## MATERIAL PROVIDED
━━━━

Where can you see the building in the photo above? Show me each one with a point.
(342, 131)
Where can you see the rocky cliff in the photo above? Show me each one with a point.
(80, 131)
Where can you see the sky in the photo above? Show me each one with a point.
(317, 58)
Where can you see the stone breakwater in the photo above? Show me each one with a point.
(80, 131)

━━━━

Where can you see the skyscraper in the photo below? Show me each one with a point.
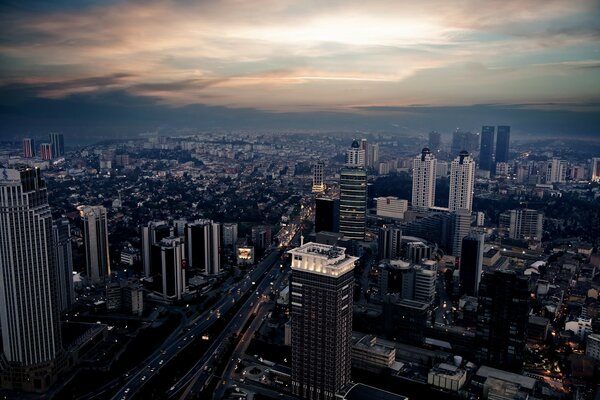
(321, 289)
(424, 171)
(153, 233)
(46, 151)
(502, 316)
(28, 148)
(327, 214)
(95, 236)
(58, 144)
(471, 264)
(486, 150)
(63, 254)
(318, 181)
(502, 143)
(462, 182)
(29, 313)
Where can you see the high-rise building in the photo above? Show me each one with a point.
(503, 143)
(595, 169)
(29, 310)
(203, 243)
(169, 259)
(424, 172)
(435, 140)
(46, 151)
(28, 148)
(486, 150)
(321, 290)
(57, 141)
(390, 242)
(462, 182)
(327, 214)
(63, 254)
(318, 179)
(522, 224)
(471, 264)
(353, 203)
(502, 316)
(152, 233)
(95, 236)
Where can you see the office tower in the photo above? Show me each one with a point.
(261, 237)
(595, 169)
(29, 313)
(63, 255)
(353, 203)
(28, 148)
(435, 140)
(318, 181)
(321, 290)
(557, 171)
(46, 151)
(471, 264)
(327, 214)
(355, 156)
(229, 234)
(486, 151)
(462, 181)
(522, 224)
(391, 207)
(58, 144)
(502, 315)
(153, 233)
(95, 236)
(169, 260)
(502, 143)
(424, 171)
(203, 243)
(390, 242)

━━━━

## WHAT NEEDS TO BE DONE
How many lines in the records above contain the word "Show"? Reply with the number alone.

## RESPONSE TO THIS EXERCISE
7